# [Referring expression pointing data]
---------------

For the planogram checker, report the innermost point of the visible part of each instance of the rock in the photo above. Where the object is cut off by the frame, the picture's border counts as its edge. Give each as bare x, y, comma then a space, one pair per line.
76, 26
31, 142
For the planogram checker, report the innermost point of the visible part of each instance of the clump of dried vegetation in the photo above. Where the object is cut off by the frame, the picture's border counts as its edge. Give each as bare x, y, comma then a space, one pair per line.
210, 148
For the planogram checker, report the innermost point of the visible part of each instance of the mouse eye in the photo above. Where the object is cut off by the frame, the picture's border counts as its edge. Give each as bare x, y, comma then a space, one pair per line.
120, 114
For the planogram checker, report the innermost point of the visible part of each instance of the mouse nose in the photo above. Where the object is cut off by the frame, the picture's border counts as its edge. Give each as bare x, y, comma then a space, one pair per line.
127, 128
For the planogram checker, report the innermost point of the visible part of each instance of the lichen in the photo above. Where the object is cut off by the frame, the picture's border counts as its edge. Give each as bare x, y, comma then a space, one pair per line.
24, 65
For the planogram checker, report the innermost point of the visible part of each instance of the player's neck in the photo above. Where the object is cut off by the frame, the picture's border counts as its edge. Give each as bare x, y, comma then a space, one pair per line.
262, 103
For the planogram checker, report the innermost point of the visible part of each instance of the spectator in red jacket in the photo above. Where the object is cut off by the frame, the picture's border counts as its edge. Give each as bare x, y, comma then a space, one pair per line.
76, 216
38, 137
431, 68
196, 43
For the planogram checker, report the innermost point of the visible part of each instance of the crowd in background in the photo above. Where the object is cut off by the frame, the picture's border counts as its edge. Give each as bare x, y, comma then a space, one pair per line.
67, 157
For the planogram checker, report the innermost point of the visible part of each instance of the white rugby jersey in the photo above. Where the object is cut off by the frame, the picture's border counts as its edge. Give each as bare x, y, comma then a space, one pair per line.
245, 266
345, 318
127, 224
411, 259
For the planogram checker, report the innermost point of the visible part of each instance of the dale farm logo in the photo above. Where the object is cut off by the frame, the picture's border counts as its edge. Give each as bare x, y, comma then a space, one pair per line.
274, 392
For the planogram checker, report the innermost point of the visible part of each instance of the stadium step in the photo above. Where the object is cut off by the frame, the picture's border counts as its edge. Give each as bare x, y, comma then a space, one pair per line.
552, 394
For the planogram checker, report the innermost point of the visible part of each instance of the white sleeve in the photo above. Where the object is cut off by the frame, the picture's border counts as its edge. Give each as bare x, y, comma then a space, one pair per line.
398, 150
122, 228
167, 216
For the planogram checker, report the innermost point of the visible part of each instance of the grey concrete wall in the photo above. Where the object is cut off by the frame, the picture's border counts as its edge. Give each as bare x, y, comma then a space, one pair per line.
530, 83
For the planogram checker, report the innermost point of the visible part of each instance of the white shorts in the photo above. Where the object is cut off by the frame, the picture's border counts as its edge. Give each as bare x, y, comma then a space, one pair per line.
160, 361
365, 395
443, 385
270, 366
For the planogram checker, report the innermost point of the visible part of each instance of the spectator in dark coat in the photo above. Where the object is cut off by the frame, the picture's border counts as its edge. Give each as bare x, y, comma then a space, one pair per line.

---------------

Every record above needs to be returned in full, exactly.

For the planogram checker, report the innermost point of the visible part of each instance of the rock in the photo above. Where the object is cut off by the frame, the picture's border counts as its edge. Give each as bare x, y, comma then a space, one pair per line.
76, 26
31, 142
For the planogram checker, report the innermost point of the visible part of each instance of the clump of dried vegetation in the photo above. Where the object is cut off by the frame, the picture's border counts as its edge. Give each as bare x, y, comma then a space, one pair per line.
210, 148
For the planogram checker, report the innermost point of the visible part of each instance of the mouse eye in the photo above. Where the object is cut off by the frame, the picture's border counts as its edge. Give each as bare x, y, comma then a space, one pair per line.
120, 114
For the planogram checker, report the innermost point of the visible part of each instance of the mouse nose in the photo above. Where the object is cut off by the frame, the picture's border counts as its edge. Give each as bare x, y, comma then a space, one pair per line.
127, 128
For the planogram checker, report the innermost point of the visible part of each instance of the lichen in the photo above. Where the object is cut off by the frame, the picture's border counts as its edge. Give each as bare x, y, comma then a space, one pair per line.
24, 65
For the planogram checker, report the innermost point of the visible part of each instance of the player's neck in the photo above. Where the object is cut off by the frame, the picture's border counts as its edge. Give each as bare x, y, comma then a space, one pair per line.
262, 103
For the planogram checker, report the innermost point of the visible part of each instance of the spectator in red jacket in the photo above. Where the object is cut off by the frame, the picture's border counts as its edge. Give each as bare x, y, comma then a space, one pair per line.
76, 216
38, 137
431, 68
196, 43
For the planogram checker, report the innermost point of the visible part of each instance of the crowd in background in the photo above. Where the object is cut off by the frame, the picture's border counts as its edge. Give each as bare x, y, comma then a space, one pair per line.
67, 157
For the planogram checker, report the innermost point of the visible part of each instance of the white rugby jersey in the photo above. Where the object is cut off by the frame, the picture's border counts as its edge. Give each as bare x, y, comma then a space, one pair per line.
245, 266
345, 318
127, 224
411, 259
For the planogram checker, report the innermost point of the visible part of each instance of the dale farm logo in the photo above. Where the object is cut off by the frame, the picture's border counts as its edge. Give each as bare x, y, comma then a space, one pair per line.
274, 392
For the planogram checker, report the innermost point of the visible part of each instance of the stadium step in the photo above. Where the object is cut off by the frame, the picture's border counts as its edge. Give each as bare x, y, comma then a space, one pair per line.
552, 394
For the planogram checker, report the innermost point of the visible part of each instance of the white sleeve in the photo above. Where the object is cut off by the frame, the picture's border counts as its edge. Give each as bare x, y, comma then a space, one pair per line.
398, 150
122, 228
167, 216
For the planogram checker, report the innermost point of the visible part of each instance of the grey concrete wall in the photo above. Where the object is cut off by the frame, the picture's border counts as its edge. Give each as bare x, y, comma then a space, one pair per line.
530, 83
For the planogram checker, report the innermost point of the visible part of each instance of the white shorts in the photo above. Where the object is cut off by the frame, the picture's border counts as its edge. Give each as bare x, y, comma then a space, one pair per line.
160, 361
365, 395
443, 385
270, 366
For the planogram checker, report the innermost point of the visible part of each instance of the spectator in dark coat in the photo above. Where the object is cut off by the frame, the picture's border counts as its edge. Give each as bare x, y, comma then a space, one pair per line.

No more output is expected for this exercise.